> **DONNÉES BRUTES**:
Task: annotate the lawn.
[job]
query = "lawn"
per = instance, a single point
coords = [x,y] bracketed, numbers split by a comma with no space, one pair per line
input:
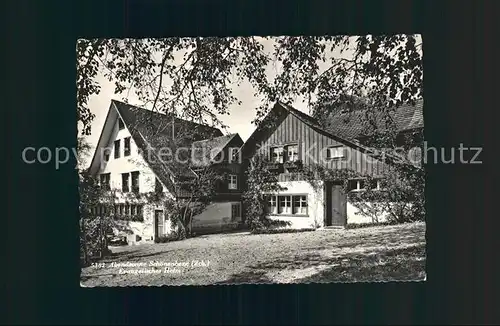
[383,253]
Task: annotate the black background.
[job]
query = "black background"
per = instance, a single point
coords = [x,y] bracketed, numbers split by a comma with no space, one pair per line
[460,85]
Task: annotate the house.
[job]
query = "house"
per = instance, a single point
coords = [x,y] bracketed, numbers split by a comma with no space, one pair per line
[292,140]
[143,154]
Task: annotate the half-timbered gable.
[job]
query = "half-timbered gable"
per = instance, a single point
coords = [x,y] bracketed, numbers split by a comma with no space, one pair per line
[292,142]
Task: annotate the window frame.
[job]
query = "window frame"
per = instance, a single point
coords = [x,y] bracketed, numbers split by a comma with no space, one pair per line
[126,176]
[158,185]
[282,151]
[116,148]
[231,185]
[233,216]
[127,150]
[106,183]
[337,147]
[276,200]
[296,146]
[136,187]
[121,124]
[358,185]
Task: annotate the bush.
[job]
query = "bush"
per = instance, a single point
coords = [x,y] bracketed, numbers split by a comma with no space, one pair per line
[275,231]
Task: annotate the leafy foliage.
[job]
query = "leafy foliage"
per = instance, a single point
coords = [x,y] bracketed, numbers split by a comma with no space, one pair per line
[260,183]
[195,76]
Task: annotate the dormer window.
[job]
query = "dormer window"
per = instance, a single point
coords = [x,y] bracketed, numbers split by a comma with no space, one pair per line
[277,154]
[121,125]
[117,148]
[292,153]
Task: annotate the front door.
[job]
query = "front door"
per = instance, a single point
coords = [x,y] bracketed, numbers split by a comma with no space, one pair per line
[336,205]
[159,222]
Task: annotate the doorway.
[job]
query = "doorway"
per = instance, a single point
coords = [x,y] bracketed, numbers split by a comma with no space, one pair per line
[335,204]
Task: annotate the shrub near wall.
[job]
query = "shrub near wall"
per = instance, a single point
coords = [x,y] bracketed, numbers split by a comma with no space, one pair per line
[365,225]
[275,231]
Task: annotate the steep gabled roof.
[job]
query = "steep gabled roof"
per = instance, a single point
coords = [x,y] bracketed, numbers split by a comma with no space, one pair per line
[350,124]
[205,151]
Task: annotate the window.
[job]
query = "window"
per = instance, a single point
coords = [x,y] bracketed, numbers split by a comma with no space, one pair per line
[292,153]
[300,205]
[129,211]
[356,185]
[135,181]
[158,185]
[106,155]
[235,211]
[126,146]
[284,205]
[105,181]
[233,181]
[287,205]
[335,152]
[117,148]
[277,154]
[125,177]
[121,125]
[233,154]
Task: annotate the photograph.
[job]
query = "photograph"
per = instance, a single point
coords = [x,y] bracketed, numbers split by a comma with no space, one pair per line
[251,160]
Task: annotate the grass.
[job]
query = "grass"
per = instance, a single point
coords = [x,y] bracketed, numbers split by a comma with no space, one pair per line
[379,253]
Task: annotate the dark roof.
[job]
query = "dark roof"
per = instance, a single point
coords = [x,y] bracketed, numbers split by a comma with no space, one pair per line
[152,131]
[350,124]
[204,151]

> **À FAIRE**:
Convertis s'il te plaît en tableau Markdown les lignes, en partant de celle qui contient « Task: annotate the window. » et en terminant à la fin des données, sans les lignes vides. Le tableau a deux colonnes : « N° » pour le numéro de ligne et « Contenu » pour la ligne elle-même.

> **SOLUTION**:
| N° | Contenu |
|---|---|
| 1 | Task: annotate the window. |
| 2 | [job] |
| 3 | query = "window" |
| 4 | per = instance, a single point |
| 5 | coords = [x,y] bracketed, numbers split by a comma with no space, one pair per line |
| 6 | [292,153] |
| 7 | [300,205] |
| 8 | [129,211] |
| 9 | [356,185] |
| 10 | [135,181] |
| 11 | [158,185] |
| 12 | [106,155] |
| 13 | [235,211] |
| 14 | [126,146] |
| 15 | [284,205] |
| 16 | [105,181] |
| 17 | [233,181] |
| 18 | [287,205] |
| 19 | [335,152] |
| 20 | [117,148] |
| 21 | [277,154] |
| 22 | [125,177] |
| 23 | [121,125] |
| 24 | [233,154] |
| 25 | Task: annotate the photograph. |
| 26 | [job] |
| 27 | query = "photograph" |
| 28 | per = instance, a single point |
| 29 | coords = [x,y] bracketed, numbers split by a comma with no space, one pair per line |
| 30 | [251,160] |
| 31 | Task: annotate the grass. |
| 32 | [job] |
| 33 | query = "grass" |
| 34 | per = instance, a single point |
| 35 | coords = [x,y] bracketed, numbers split by a comma with no space, one pair per line |
| 36 | [379,253] |
| 37 | Task: annotate the dark roof. |
| 38 | [job] |
| 39 | query = "dark roof" |
| 40 | per = instance, a single point |
| 41 | coords = [x,y] bracketed, numbers split by a comma with no space, one pair per line |
| 42 | [152,131] |
| 43 | [350,124] |
| 44 | [204,151] |